Annotated coordinate records:
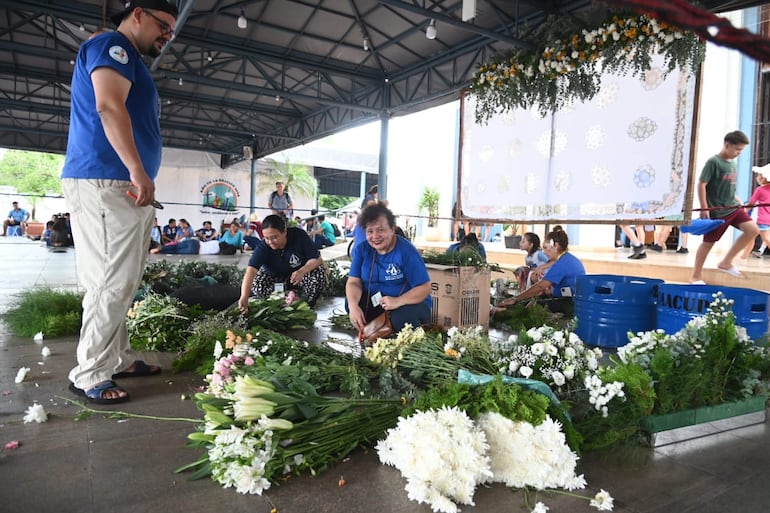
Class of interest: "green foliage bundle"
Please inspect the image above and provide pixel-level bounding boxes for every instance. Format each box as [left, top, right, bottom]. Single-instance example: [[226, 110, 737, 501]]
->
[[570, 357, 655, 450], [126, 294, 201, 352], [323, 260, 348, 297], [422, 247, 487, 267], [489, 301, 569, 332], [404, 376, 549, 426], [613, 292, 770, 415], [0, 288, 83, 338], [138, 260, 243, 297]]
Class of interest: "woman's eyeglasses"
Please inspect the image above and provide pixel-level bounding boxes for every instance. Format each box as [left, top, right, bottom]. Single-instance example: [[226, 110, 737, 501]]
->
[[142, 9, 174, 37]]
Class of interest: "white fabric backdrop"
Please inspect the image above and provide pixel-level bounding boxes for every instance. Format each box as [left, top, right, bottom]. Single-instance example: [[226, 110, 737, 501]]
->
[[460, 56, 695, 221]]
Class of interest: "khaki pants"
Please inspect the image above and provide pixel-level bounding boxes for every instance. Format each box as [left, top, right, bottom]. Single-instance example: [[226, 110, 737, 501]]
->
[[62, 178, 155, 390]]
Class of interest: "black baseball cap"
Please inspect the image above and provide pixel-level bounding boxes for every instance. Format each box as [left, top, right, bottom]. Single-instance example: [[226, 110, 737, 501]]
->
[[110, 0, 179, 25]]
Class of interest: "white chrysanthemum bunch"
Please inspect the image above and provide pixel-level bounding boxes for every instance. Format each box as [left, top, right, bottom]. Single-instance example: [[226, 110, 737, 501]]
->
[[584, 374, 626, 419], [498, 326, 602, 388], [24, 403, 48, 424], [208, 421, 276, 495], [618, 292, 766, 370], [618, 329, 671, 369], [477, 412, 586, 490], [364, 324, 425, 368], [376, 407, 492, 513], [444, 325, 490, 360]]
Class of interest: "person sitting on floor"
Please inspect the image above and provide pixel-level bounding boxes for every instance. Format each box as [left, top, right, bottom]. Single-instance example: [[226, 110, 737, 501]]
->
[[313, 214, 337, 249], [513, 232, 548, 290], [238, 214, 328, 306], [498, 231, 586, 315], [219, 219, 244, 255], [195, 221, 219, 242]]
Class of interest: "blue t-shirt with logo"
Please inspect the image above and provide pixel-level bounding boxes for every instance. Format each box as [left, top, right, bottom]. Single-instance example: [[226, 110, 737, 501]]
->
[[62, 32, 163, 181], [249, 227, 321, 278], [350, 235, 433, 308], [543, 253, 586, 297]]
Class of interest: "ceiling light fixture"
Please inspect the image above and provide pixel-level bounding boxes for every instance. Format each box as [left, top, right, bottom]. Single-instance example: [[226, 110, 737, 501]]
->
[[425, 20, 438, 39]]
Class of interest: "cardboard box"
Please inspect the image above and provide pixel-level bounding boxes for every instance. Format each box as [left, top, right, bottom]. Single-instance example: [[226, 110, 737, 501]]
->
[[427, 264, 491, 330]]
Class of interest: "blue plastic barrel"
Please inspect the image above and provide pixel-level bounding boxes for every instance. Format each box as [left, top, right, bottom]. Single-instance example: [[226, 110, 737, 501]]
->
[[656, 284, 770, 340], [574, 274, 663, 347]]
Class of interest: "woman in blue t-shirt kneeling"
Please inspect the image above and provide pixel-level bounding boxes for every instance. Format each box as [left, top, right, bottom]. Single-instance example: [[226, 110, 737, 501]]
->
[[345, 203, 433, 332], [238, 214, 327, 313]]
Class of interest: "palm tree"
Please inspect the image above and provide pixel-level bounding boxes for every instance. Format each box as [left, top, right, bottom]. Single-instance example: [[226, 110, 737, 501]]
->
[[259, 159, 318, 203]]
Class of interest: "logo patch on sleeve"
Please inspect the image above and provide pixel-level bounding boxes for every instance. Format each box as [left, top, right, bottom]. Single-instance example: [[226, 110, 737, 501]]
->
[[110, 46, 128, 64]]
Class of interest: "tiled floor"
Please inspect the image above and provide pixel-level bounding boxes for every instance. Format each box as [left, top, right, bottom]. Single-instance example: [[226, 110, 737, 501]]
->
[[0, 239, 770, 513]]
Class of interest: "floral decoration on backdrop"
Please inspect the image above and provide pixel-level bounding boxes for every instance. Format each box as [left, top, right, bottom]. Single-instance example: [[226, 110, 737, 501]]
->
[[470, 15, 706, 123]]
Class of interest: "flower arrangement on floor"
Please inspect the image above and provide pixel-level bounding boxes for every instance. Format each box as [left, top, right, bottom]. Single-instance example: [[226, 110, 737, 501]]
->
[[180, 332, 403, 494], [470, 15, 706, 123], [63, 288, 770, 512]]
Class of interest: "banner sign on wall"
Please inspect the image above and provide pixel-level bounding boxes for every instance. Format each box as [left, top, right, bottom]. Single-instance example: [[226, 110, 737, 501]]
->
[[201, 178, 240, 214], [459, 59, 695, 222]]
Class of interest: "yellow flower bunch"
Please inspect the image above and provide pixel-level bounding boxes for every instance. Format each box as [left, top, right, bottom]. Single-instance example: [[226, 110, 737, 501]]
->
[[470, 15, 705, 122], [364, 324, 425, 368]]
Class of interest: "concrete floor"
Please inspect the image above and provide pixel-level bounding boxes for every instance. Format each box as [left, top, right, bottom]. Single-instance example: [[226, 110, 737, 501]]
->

Directions: Copy out every line from the rows above that contains the word "flower", leaving out all other lines.

Written reply:
Class of interest: "flower arrangement on floor"
Class of interest: "yellow flower bunch"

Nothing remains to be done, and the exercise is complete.